EXTRACTED INFORMATION
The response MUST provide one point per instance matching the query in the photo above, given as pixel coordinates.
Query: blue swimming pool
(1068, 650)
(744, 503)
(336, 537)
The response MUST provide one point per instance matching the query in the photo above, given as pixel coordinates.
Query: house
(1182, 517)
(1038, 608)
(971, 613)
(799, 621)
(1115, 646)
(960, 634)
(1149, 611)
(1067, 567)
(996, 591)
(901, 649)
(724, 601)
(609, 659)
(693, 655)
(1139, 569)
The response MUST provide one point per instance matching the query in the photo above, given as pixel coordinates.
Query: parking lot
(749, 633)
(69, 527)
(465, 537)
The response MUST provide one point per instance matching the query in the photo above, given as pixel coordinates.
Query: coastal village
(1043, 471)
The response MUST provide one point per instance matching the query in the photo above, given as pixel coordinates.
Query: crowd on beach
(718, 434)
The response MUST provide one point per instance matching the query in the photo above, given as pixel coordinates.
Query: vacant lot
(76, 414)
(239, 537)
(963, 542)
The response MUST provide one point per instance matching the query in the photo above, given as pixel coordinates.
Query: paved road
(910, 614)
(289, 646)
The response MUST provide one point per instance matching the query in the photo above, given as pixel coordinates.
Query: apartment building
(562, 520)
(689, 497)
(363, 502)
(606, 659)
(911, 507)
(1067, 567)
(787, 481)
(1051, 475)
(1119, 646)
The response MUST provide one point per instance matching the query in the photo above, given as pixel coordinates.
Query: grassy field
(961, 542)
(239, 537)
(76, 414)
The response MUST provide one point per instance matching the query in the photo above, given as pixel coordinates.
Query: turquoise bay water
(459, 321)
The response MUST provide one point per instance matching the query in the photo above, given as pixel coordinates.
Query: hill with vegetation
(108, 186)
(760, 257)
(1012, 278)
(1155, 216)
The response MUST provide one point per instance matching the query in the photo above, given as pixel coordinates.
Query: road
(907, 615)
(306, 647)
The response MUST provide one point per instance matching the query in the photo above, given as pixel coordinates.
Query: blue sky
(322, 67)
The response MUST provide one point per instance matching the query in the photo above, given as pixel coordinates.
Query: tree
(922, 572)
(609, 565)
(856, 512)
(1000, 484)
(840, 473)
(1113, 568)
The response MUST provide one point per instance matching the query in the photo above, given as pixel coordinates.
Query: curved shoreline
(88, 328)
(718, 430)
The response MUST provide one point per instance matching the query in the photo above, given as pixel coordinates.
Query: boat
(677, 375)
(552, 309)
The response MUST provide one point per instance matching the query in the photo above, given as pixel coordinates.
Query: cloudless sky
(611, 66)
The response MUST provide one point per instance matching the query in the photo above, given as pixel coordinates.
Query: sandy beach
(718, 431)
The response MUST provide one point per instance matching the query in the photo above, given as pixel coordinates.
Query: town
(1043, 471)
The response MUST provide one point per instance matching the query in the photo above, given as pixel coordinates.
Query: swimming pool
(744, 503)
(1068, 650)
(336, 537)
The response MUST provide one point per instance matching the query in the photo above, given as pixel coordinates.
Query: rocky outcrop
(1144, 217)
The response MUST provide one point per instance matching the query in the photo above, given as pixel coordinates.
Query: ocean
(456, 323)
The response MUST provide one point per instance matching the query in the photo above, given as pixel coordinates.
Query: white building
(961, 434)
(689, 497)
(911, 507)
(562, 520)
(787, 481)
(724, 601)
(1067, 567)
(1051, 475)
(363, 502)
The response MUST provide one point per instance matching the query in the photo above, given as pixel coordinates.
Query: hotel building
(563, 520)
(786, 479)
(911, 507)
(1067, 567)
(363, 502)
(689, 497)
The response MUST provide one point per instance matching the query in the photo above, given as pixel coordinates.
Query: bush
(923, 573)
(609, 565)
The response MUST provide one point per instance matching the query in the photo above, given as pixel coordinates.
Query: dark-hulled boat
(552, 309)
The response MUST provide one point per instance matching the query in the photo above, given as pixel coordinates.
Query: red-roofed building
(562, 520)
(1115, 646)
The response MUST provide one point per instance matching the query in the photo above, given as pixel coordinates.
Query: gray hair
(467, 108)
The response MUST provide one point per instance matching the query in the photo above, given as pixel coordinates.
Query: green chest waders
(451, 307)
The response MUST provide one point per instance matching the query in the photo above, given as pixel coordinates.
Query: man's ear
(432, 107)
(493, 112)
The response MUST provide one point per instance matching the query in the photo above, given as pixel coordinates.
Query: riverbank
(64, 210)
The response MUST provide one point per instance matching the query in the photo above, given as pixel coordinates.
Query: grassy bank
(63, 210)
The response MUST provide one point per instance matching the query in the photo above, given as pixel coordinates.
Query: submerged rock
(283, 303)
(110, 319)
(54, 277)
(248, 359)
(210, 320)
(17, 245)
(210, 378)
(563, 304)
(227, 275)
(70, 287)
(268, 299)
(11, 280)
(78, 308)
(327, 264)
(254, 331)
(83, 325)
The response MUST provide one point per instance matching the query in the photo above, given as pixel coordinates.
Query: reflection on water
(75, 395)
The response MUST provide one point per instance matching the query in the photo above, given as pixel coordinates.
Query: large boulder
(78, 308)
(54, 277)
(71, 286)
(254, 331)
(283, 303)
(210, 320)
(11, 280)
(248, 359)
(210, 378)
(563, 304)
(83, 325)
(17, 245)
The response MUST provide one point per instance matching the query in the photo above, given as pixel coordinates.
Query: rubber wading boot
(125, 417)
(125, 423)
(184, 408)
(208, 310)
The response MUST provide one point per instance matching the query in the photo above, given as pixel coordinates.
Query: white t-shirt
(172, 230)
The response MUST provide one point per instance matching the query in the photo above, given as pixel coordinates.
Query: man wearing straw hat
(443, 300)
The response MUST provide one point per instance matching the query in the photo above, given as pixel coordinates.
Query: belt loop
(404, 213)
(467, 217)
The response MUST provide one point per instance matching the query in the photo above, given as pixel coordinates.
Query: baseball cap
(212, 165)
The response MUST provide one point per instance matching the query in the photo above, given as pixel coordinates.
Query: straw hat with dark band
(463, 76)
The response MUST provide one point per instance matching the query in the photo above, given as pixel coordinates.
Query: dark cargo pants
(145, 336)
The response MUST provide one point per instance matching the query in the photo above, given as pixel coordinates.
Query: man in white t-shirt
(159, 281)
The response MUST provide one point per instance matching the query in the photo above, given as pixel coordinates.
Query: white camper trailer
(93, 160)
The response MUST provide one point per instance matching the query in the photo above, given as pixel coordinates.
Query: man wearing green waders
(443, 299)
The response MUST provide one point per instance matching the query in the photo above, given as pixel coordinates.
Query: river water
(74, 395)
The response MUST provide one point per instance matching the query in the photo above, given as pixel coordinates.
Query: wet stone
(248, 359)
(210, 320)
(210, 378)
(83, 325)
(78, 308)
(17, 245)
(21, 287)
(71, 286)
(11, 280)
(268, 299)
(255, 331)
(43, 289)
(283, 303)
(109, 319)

PROMPT
Print the whole listing exactly as it is.

EXERCISE ANSWER
The response MUST provide one point per instance matching the query in the photo above, given as pixel coordinates.
Query: blue swimming pool
(1068, 650)
(744, 503)
(336, 537)
The response MUST provide one point per instance matching the query in the photo above, given as pixel coordinates.
Query: house
(1182, 517)
(1038, 608)
(971, 613)
(799, 621)
(1115, 646)
(960, 634)
(1149, 611)
(1067, 567)
(996, 591)
(901, 649)
(724, 601)
(609, 659)
(693, 655)
(1139, 569)
The response MUST provide one point per instance matching the query in the photo above, given as pixel coordinates.
Query: parking lot
(749, 633)
(69, 527)
(465, 537)
The response MUST provide one point per instance matching the query in the photo above, given as pixel coordinates.
Query: coastal village
(1043, 471)
The response MUST provide one point per instance matching the query in the photo above, given as pixel coordinates.
Query: crowd on beach
(718, 434)
The response MUST provide one point per instance matching the query in the photo above, given as pixel coordinates.
Query: vacant lot
(76, 414)
(239, 537)
(963, 542)
The response MUST provide one point per instance matching the query in the photo above, given as pixel coordinates.
Query: paved road
(910, 614)
(289, 646)
The response MUST provide one point per instance matching the query in the photo above, given as pixel coordinates.
Query: apartment building
(562, 520)
(689, 497)
(363, 502)
(606, 659)
(911, 507)
(1067, 567)
(787, 481)
(1051, 475)
(1119, 646)
The response MUST provide one point per instance matching the query in the photo above, given as pixel coordinates.
Query: grassy field
(961, 542)
(239, 537)
(76, 414)
The response MUST provide one point per instance matching the query in the photo above, given as pixel coordinates.
Query: turquoise bay water
(459, 321)
The response MUST provide one point per instance matching the query in the photo above, given as pixel coordinates.
Query: hill with vegetation
(108, 186)
(760, 257)
(1012, 278)
(1155, 216)
The response MUST provide one point per instance matching the query in the photo above, given as pixel coordinates.
Query: road
(907, 615)
(306, 647)
The response MUST provide one point per instance matching the query in the photo above, given as pixel coordinates.
Query: blue sky
(322, 67)
The response MUST provide one point per instance matching the query in the photo above, given as pixel coordinates.
Query: tree
(922, 572)
(609, 565)
(856, 512)
(1000, 484)
(840, 473)
(1113, 568)
The response MUST provide one point per instance matching the query in the photo above, given as pixel coordinates.
Query: curved shoreline
(88, 328)
(718, 430)
The response MUST provide one point per instance matching the query in the photo above, given as pixel coordinates.
Query: boat
(677, 375)
(552, 309)
The response MUST provide one point per instance matching the query in the photo above, given as pixel coordinates.
Query: cloudless sky
(611, 66)
The response MUST provide one point per instance matching the query in the photo above, given as pixel coordinates.
Query: sandy beach
(718, 431)
The response MUST provide one point per instance matching the query in the photo above, given as pixel coordinates.
Query: town
(1043, 471)
The response MUST provide one point per instance matching the query in the photo above, given as pixel coordinates.
Query: swimming pool
(744, 503)
(1068, 650)
(336, 537)
The response MUST provide one point per instance matching the query in the photo above, given as pixel coordinates.
Query: rocky outcrop
(1144, 217)
The response MUST provide one point per instance matching the query in the photo above, given as pixel coordinates.
Query: ocean
(456, 323)
The response MUST provide one point per instance matching the query in the photo above, given as pixel coordinates.
Query: white building
(961, 434)
(689, 497)
(911, 507)
(562, 520)
(787, 481)
(724, 601)
(1067, 567)
(1051, 475)
(363, 502)
The response MUST provide one point per instance matching the query in the photo above, given as pixel coordinates.
Query: hotel building
(563, 520)
(786, 479)
(911, 507)
(1067, 567)
(363, 502)
(689, 497)
The response MUST provide one point per instance matching the query in the photo above, given as pixel coordinates.
Query: bush
(923, 573)
(609, 565)
The response MUST provide one point per instance matching the query in the photo above, given as pixel coordinates.
Query: dark-hulled boat
(552, 309)
The response MUST provide one point per instance matching the query in the photo above, given as pixel coordinates.
Query: red-roofed building
(562, 520)
(1115, 646)
The response MUST provide one point per instance matching the query in the photo above, given as pixel coordinates.
Query: gray hair
(467, 108)
The response MUST provide one point per instance matching the query in the photo above, given as pixel coordinates.
Query: green chest waders
(451, 307)
The response MUST provide one point per instance matching the query in the photo above, given as pixel coordinates.
Query: man's ear
(432, 107)
(493, 112)
The response MUST provide one point per instance matching the query in the photo above, given as pixel coordinates.
Query: riverbank
(64, 210)
The response MUST provide one point per instance matching the query in the photo above, given as pixel coordinates.
Query: grassy bank
(63, 210)
The response MUST provide one point per instance matching the query in the photo above, given as pixel coordinates.
Query: submerged rock
(283, 303)
(110, 319)
(54, 277)
(248, 359)
(210, 320)
(17, 245)
(210, 378)
(563, 304)
(227, 275)
(70, 287)
(268, 299)
(11, 280)
(78, 308)
(327, 264)
(254, 331)
(83, 325)
The response MUST provide one point per instance matching the query in the photo above, given as pixel coordinates.
Query: reflection on water
(75, 395)
The response MUST provide one point per instance matching the query in the photo above, given as pixel coordinates.
Query: large boulder
(78, 308)
(54, 277)
(71, 286)
(254, 331)
(283, 303)
(210, 320)
(11, 280)
(248, 359)
(210, 378)
(563, 304)
(83, 325)
(17, 245)
The response MUST provide one point per instance matching the query in the photo above, given as pixel coordinates.
Query: rubber wading boot
(125, 417)
(125, 423)
(184, 408)
(208, 310)
The response MUST provide one point per instance matching the query in the photo above, given as pixel coordinates.
Query: white t-shirt
(172, 230)
The response MUST provide one point per instance matching the query in the photo above, given as pixel coordinates.
Query: man wearing straw hat
(443, 300)
The response MUST provide one point per instance matching the query in the photo above, given as pixel coordinates.
Query: belt loop
(404, 213)
(467, 217)
The response MUST provide one point per instance matching the query in the photo above, given as pixel coordinates.
Query: baseball cap
(212, 165)
The response MUST provide one point per instance matching the query in the photo above, given as pixel coordinates.
Query: straw hat with dark band
(463, 76)
The response MUST provide one point per instance matching the query in the photo above, given as pixel coordinates.
Query: dark cargo pants
(145, 336)
The response MUST provide one point per instance matching the query in the photo above, given as pixel coordinates.
Query: man in white t-shirt
(159, 281)
The response MUST provide one point per instance matching the query in the photo above, given as pixel coordinates.
Query: white camper trailer
(93, 160)
The response MUST provide one point per instance matching the query in the photo above, given as pixel coordinates.
Query: man wearing green waders
(443, 299)
The response MUST provide one point per instance matching the query in the photo above, given as pixel coordinates.
Query: river water
(74, 395)
The response MUST provide one point per instance matching the query in the photo above, given as pixel coordinates.
Query: wet stone
(248, 359)
(210, 320)
(210, 378)
(83, 325)
(78, 308)
(17, 245)
(21, 287)
(71, 286)
(11, 280)
(268, 299)
(255, 331)
(43, 289)
(283, 303)
(109, 319)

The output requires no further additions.